Pour ses longs-métrages, il choisit ici deux figures tragiques : d’un côté, Rock Hudson, première star hollywoodienne à mourir du sida en 1985, de l’autre, Jean Seberg, morte à 40 ans dans des circonstances qui restent mal élucidées (suicide ?). Rappaport construit ensuite ses films sur un ensemble d’extraits montés de façon extrêmement intelligente et confie le commentaire à un narrateur qui « joue » les personnalités disparues. Dans les deux cas, il s’agit de retrouver, à la manière d’un archéologue, des traces dans les films de ce que fut l’existence des deux stars.
########################################
Exercice rédactionnel: Poursuivez l'extrait ci-dessus sur les films de Rappaport consacrés à Rock Hudson et à Jean Seberg en reprenant après sa dernière phrase.

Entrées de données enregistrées
########################################
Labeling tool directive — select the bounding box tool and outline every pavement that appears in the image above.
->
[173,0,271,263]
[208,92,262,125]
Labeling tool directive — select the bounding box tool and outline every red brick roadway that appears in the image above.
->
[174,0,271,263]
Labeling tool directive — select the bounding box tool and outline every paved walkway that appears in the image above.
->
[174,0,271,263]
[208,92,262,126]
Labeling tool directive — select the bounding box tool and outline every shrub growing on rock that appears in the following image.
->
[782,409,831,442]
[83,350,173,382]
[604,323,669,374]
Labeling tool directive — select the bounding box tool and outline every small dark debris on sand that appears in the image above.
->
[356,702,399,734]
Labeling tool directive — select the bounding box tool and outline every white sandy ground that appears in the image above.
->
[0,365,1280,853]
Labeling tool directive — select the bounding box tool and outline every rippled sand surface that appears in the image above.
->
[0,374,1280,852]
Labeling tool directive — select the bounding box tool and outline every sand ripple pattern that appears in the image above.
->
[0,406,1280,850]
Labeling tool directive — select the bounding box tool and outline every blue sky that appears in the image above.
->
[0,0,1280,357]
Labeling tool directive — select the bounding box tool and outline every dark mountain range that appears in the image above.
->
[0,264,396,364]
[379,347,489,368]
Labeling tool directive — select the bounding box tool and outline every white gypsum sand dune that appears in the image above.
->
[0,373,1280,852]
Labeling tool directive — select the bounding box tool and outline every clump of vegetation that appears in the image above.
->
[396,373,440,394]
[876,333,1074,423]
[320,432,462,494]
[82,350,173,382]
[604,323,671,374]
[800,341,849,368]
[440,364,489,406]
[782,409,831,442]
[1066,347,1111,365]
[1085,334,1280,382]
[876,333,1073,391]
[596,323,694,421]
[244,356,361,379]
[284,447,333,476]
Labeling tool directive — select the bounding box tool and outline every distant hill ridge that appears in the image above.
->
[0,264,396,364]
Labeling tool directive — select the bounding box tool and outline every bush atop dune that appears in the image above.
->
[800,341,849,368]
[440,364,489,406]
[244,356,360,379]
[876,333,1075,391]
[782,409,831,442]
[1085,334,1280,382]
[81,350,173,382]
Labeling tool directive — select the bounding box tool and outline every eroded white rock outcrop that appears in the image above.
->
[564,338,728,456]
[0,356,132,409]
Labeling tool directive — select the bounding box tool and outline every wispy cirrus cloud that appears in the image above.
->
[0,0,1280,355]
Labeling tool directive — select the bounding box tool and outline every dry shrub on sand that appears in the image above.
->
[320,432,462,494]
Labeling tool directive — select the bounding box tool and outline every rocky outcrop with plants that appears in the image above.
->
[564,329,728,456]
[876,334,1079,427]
########################################
Réponse attendue:
Pour Rock Hudson, Mark Rappaport va s’intéresser à son rapport à la « virilité » classique à Hollywood et s’arrêter sur tous ces petits moments qui évoquent son homosexualité (à l’instar du passionnant documentaire The Celluloïd Closet) : regards appuyés, sous-entendus dans une ligne de dialogue, rapport ambigu au corps… A une époque où l’homosexualité est toujours proscrite à Hollywood, Rappaport parvient à saisir de manière assez ludique (même si le fond est tragique) des images de contrebande où cette dimension « gay » semble crever les yeux du spectateur d’aujourd’hui, notamment dans les comédies « familiales » qu’il a tournées avec Doris Day. Rappaport reviendra dans son film sur Eisenstein (Sergei/ Sir Gay) sur cette manière dont les artistes ont dû ruser avec les codes de la censure et de la morale traditionnelle pour imposer une imagerie homo-érotique (les marins sensuellement endormis dans leurs hamacs dans Le Cuirassée Potemkine qui permet à Rappaport de tisser un fil invisible à travers cette figure entre le grand cinéaste soviétique et Jean Genet, Kenneth Anger et Fassbinder).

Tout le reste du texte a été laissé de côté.